» Objectif a:
Transcris fidèlement le passage de l'entretien sur les setups live ci-dessous, en commençant à "Il est bien" et en terminant à "de la série.".

» Extrait choisi:
Il est bien sûr difficile de parler de toutes les configurations live car chaque système modulaire et chaque setup est différent, monter cela peut prendre du temps et beaucoup de réflexion. Dans cette nouvelle série sous forme d’épisodes et d’interviews, laissons la parole à différents artistes et musicien(ne)s pour nous parler de leurs expériences avec leurs systèmes en live ! Ce premier épisode est orienté musiques techno et ambient, nous impliquerons de nouveaux styles musicaux au fur et à mesure de la série.
Clark Cable – Bonjour Indecent Gesture, Cléry et Strikeforce, avant de parler de vos setups live, quel est votre style musical actuel ?
Indecent Gesture : Bonjour, je joue plutôt techno, assez dure et rapide 135–140 BPM.
Cléry : Hello, je dirais que les envies du moment oscillent entre techno, ambient et musique concrète !
Strikeforce : Principalement techno, mais j’essaye également d’alimenter d’autres projets fourre-tout, ambient et expérimentaux. Si j’avais plus de temps, j’aimerais aussi goûter à la musique concrète et relier tous ces univers.

» Objectif b:
Relève dans la liste ci-dessous chaque ligne contenant la chaîne "tile".

Entrées de la collection
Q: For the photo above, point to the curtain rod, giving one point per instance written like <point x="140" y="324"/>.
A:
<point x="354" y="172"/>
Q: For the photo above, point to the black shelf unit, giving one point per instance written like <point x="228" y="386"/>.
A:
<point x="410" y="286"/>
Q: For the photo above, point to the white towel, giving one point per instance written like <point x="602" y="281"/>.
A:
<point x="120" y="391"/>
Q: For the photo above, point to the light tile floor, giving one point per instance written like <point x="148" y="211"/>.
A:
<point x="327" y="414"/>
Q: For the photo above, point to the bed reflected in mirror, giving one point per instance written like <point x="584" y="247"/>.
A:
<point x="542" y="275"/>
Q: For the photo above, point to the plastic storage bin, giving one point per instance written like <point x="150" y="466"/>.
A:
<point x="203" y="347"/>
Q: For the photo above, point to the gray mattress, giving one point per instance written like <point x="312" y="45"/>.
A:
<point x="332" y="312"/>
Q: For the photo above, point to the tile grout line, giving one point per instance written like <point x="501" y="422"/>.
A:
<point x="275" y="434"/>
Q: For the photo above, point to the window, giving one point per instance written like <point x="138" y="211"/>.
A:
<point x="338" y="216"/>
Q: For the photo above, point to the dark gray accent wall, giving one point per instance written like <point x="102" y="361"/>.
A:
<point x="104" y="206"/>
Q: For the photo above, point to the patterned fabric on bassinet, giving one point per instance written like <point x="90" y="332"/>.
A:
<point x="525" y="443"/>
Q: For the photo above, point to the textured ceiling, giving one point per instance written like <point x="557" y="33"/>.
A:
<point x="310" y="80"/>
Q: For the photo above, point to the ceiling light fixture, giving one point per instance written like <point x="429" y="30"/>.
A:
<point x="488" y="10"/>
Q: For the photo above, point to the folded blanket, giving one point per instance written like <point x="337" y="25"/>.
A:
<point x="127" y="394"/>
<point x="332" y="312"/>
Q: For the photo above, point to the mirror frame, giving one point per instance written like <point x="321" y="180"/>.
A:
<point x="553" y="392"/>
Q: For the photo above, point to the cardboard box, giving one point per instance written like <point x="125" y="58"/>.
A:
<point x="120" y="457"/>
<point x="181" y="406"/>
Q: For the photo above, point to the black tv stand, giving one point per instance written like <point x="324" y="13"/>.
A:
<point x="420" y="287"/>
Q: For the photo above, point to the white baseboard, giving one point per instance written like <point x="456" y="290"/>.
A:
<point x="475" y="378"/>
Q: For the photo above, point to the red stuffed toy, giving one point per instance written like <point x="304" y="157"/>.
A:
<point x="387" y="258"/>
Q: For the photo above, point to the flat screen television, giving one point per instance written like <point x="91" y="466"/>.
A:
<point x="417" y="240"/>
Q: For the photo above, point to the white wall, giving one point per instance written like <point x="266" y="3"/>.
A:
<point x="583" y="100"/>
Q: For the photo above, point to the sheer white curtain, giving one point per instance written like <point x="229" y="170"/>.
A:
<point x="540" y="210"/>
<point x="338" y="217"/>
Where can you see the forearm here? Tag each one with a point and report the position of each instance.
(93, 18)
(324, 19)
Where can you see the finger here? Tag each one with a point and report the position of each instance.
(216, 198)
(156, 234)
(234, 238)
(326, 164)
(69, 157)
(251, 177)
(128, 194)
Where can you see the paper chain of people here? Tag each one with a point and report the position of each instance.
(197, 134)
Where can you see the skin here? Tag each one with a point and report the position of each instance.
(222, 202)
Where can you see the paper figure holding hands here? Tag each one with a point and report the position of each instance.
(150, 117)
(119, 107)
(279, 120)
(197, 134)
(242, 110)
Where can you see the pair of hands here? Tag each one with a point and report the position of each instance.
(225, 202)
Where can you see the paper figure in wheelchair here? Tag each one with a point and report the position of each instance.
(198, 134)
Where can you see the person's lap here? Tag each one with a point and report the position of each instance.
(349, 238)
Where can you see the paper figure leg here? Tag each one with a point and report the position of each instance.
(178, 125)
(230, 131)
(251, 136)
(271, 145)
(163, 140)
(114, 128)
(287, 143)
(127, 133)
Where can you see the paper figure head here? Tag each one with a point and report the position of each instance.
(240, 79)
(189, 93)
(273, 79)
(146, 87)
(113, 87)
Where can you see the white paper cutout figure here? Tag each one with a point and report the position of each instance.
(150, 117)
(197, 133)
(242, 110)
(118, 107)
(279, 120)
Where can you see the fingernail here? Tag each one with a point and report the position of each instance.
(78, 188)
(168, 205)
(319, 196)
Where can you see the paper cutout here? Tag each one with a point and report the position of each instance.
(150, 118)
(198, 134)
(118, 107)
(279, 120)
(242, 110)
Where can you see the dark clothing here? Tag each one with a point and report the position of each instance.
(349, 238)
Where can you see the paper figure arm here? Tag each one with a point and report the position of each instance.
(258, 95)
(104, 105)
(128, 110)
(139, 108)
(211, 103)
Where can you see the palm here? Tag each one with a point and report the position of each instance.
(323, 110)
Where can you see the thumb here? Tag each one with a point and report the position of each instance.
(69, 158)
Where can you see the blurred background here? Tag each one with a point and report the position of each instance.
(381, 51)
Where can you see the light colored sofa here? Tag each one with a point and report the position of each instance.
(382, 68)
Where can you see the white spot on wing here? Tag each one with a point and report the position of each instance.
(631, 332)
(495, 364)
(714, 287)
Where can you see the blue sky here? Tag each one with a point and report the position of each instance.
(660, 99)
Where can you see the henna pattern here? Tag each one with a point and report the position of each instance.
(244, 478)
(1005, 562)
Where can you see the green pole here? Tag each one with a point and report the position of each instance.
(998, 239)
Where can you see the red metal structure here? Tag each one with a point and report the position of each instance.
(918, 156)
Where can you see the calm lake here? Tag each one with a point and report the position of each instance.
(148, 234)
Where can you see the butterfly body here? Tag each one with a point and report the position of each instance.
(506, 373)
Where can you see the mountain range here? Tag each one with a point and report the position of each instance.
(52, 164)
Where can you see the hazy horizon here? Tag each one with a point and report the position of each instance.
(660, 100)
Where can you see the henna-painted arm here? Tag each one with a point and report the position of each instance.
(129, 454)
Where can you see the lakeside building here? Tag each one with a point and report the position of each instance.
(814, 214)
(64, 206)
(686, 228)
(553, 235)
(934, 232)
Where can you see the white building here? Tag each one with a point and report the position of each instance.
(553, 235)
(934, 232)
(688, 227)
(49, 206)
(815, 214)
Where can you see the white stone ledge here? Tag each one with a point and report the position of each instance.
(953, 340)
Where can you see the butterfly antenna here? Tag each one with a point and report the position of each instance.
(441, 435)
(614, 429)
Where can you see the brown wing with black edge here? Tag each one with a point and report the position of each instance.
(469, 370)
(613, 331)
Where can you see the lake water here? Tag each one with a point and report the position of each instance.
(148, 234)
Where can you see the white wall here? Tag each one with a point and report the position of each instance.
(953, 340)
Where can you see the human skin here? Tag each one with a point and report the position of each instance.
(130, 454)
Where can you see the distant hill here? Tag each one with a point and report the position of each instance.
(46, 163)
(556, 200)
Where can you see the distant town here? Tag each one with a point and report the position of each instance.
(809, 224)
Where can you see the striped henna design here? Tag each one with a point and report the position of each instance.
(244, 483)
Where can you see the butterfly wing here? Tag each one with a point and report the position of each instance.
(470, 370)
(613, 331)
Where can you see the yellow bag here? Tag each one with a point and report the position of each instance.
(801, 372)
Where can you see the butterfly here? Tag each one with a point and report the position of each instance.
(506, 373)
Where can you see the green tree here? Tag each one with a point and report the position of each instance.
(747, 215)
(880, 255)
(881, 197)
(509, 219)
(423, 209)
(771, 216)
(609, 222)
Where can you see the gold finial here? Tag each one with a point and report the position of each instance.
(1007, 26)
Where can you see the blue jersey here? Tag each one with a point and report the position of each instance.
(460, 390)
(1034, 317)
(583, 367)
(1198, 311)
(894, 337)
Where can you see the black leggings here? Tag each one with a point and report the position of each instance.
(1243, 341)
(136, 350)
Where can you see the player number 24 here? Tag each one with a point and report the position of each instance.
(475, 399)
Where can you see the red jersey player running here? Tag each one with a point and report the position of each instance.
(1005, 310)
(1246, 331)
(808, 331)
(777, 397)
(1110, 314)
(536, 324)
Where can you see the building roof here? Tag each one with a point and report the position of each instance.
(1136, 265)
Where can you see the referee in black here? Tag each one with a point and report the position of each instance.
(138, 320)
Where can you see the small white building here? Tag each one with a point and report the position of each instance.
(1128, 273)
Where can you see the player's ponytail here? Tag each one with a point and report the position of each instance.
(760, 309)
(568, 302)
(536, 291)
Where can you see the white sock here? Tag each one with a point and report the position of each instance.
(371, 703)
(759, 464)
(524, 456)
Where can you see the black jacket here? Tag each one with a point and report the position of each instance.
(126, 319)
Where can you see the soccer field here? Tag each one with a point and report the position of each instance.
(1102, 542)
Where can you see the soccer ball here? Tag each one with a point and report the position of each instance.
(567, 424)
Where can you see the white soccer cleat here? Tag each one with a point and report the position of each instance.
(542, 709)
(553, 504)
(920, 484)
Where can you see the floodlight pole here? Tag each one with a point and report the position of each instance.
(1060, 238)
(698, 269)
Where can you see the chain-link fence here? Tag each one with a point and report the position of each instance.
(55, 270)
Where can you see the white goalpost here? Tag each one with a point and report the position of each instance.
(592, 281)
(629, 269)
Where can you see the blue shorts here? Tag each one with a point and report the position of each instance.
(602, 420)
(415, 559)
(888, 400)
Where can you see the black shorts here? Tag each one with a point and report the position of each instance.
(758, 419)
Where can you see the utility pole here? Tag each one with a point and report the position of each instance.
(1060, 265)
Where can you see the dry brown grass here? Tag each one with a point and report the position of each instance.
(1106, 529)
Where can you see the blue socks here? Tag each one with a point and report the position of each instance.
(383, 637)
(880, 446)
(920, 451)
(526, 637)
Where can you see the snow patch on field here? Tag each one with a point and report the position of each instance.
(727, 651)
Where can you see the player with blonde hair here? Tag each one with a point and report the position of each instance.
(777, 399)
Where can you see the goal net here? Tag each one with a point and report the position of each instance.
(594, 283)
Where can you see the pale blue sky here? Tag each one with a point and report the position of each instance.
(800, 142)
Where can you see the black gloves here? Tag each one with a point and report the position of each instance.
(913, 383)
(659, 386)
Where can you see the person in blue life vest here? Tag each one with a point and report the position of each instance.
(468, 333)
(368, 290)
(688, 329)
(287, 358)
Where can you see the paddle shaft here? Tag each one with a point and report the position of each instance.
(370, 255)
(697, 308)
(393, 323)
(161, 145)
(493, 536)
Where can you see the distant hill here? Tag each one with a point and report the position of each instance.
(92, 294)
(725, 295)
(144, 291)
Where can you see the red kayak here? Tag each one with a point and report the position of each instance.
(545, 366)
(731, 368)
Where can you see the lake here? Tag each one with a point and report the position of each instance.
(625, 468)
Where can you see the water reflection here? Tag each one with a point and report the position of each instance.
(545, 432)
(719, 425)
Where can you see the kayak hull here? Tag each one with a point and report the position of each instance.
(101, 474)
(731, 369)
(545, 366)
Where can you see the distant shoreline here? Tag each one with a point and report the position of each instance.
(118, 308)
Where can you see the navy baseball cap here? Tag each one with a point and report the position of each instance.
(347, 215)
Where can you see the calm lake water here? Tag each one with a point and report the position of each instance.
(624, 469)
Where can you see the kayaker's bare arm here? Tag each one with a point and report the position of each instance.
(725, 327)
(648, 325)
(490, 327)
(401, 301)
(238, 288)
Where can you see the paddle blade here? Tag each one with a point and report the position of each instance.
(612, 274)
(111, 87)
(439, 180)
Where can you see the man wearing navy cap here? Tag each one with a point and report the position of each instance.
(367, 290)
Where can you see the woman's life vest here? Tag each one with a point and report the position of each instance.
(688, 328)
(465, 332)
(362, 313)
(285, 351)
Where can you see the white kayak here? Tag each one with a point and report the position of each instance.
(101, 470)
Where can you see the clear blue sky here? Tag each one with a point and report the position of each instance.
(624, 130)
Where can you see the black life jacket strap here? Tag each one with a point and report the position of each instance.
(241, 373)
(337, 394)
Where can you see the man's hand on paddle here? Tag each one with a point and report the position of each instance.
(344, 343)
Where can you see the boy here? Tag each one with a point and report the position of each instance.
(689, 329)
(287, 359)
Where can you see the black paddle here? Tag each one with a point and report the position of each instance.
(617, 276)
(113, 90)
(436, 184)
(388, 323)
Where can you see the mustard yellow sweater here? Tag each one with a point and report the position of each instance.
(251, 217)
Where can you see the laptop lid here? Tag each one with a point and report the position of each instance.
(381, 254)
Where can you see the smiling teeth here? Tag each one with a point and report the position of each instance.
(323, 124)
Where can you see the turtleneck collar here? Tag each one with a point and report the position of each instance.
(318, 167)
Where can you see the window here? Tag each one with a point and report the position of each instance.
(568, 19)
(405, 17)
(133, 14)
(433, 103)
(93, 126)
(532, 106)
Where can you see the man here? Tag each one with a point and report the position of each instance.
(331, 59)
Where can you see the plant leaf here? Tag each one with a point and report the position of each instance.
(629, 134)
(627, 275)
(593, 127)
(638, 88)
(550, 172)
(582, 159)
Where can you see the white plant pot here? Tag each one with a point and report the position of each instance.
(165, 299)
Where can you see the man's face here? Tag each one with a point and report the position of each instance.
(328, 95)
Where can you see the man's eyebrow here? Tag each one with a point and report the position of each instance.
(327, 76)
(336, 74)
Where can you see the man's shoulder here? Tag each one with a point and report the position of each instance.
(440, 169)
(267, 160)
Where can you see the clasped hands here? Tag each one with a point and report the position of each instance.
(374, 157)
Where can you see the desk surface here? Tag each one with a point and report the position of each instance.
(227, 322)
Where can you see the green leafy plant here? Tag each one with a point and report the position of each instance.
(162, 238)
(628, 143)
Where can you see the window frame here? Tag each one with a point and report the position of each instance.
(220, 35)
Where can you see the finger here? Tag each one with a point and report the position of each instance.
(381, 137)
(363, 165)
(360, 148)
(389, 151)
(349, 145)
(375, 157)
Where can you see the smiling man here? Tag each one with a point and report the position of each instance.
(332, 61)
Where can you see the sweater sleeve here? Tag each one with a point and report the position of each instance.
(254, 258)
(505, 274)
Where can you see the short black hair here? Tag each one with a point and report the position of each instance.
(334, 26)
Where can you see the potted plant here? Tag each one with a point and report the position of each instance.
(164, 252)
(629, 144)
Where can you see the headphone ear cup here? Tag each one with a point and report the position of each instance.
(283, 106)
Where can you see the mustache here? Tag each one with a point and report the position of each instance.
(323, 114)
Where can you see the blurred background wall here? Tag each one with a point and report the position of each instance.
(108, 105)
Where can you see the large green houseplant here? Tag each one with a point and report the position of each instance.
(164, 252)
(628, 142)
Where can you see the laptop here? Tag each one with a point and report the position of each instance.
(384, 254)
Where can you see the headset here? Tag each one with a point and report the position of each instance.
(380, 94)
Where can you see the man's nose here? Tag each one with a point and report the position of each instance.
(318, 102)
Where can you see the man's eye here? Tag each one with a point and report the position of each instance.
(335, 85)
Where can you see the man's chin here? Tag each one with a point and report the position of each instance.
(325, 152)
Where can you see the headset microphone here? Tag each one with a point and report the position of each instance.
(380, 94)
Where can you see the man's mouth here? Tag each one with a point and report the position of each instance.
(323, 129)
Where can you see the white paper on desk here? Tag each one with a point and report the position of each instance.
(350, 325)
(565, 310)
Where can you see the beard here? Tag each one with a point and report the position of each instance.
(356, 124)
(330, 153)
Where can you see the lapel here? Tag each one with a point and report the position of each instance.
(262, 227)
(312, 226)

» Solution complète a:
Il est bien sûr difficile de parler de toutes les configurations live car chaque système modulaire et chaque setup est différent, monter cela peut prendre du temps et beaucoup de réflexion. Dans cette nouvelle série sous forme d’épisodes et d’interviews, laissons la parole à différents artistes et musicien(ne)s pour nous parler de leurs expériences avec leurs systèmes en live ! Ce premier épisode est orienté musiques techno et ambient, nous impliquerons de nouveaux styles musicaux au fur et à mesure de la série.

» Solution complète b:
Q: For the photo above, point to the light tile floor, giving one point per instance written like <point x="148" y="211"/>.
Q: For the photo above, point to the tile grout line, giving one point per instance written like <point x="501" y="422"/>.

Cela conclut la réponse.